[Dataset records]
----

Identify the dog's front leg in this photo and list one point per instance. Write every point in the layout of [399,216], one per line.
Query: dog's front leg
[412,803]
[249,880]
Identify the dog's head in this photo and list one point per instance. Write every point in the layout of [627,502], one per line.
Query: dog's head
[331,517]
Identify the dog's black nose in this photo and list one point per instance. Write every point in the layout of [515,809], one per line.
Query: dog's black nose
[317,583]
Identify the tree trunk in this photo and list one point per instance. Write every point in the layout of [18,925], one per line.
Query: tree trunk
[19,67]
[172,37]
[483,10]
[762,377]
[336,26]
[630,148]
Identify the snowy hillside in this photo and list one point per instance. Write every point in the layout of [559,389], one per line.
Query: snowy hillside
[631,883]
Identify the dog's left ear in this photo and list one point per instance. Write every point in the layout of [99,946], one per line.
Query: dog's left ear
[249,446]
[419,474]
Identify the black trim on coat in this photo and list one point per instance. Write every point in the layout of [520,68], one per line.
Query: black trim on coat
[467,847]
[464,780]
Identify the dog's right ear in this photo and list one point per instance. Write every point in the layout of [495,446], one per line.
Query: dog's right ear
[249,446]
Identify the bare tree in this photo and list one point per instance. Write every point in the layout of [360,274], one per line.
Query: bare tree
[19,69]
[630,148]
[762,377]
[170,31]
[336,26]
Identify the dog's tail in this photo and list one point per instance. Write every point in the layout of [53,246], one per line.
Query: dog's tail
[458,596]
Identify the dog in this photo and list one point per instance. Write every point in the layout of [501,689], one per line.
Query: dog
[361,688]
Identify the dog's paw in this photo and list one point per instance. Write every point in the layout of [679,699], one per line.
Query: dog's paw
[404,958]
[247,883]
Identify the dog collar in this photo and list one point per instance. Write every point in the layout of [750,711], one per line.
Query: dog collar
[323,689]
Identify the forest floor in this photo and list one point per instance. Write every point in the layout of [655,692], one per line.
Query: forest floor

----

▶ [WRITTEN PROBLEM]: Copy all of the rows above word for word, line by line, in the same order.

▶ [RESPONSE TO THIS TASK]:
Identify the dog's front leg in this photo and list one point per instance. Write every point in the layout of [399,216], one per line.
Query: dog's front leg
[412,803]
[249,880]
Identify the dog's head in this photo and list one point per instance. Write every point in the layout of [627,502], one per line.
Query: dog's head
[331,517]
Identify the dog's black nose in this photo and list one point per instance. Write every point in the layout of [515,809], one per line.
Query: dog's black nose
[317,583]
Identify the tree trunk in this photo and list one point per instance. Write every point in the layout of [18,925], one per line.
Query: tree trunk
[19,67]
[172,37]
[483,10]
[762,377]
[336,26]
[630,148]
Identify the snowy hillside in this photo and list one point per instance. Write every point in the layout of [559,389], one per line.
Query: snowy hillside
[631,883]
Identify the dog's left ear in this photo and list one point per instance. Write every point in the layout of [99,946], one per line.
Query: dog's left ear
[249,446]
[419,474]
Identify the black trim on coat in this photo and list one point per instance. Write every point in the layout of [520,68], one per line.
Query: black trim on coat
[467,847]
[464,780]
Identify the dog's right ear in this photo and list one point per instance. Write every point in the layout of [495,446], one per line.
Query: dog's right ear
[249,446]
Identify the bare tree in this photo and list one point per instance. Write every point in the layout of [360,274], one per line.
Query: bare tree
[19,69]
[630,148]
[762,377]
[170,31]
[336,26]
Identify the dog's tail in this photo and list one point per instance. Write every point in the layout of [53,246], one per line.
Query: dog's tail
[458,596]
Identify the dog in this photo and list one point per instance. Write every point in the layout of [501,689], one per line.
Query: dog
[361,688]
Identify the dog's paw in this photo and list one point per instance. Write every point in the layout of [679,699], one per line.
Query: dog's paw
[404,958]
[247,883]
Identify the dog collar in this photo and list one point per instance. Write every point in the layout of [750,711], one per line.
Query: dog collar
[323,689]
Identify the forest floor in this photo and list one point per instance. Write every point in the layout of [655,692], one per line.
Query: forest floor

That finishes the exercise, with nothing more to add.